[Saved entries]
● ● ● ● ● ● ●
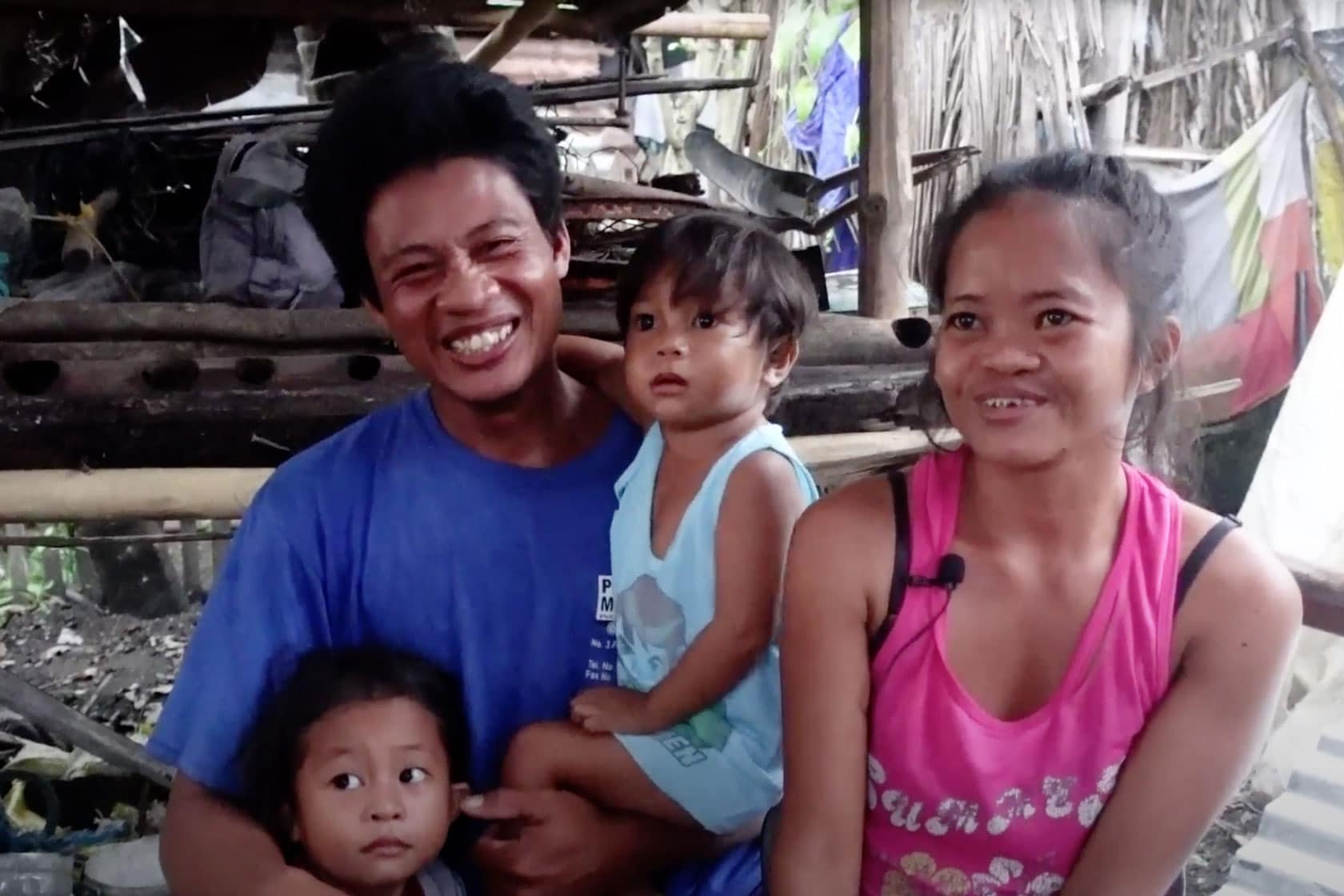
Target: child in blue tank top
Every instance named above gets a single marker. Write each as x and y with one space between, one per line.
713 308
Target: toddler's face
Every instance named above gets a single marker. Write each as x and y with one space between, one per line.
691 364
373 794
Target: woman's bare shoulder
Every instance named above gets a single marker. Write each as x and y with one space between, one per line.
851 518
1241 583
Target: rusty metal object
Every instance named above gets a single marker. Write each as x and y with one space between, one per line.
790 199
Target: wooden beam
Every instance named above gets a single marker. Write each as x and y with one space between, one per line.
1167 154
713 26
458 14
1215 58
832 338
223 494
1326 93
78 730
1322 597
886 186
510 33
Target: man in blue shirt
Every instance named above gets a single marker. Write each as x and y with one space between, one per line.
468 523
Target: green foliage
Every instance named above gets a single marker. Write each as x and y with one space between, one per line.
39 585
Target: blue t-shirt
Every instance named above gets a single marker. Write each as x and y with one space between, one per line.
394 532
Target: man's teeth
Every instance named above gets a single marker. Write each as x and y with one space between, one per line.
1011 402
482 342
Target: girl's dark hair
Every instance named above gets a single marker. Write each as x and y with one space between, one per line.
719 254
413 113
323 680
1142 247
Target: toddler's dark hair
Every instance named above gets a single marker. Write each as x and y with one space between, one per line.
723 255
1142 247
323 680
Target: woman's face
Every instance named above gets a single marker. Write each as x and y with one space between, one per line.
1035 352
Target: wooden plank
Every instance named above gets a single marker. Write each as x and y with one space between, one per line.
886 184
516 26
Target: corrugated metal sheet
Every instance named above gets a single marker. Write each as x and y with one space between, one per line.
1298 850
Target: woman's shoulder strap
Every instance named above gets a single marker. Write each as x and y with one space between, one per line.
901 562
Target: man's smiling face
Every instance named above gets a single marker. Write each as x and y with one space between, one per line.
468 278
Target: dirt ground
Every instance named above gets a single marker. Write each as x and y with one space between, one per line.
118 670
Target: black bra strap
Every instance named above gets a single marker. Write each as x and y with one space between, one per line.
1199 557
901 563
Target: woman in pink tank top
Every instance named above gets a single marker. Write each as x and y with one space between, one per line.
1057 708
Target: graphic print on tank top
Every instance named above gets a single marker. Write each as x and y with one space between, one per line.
● ● ● ● ● ● ●
* **Exercise description**
From the entries above, extract only the lines running from the one containing "Target: dirt ground" through the one containing "Target: graphic print on tank top", inclusive.

* **Response to this task**
Target: dirt ground
Every instance named above gets a single marker. Write each as x and y with one space between, one per line.
118 670
Target: black bra strap
Every instance named above gets a single marker. Write each as x and y with one space between, one per line.
1199 557
901 563
Target: woman in pink tank top
Every instance named above gets a single marker. Write each as x and y with one space between, one per line.
1057 708
Target: graphic print on tank top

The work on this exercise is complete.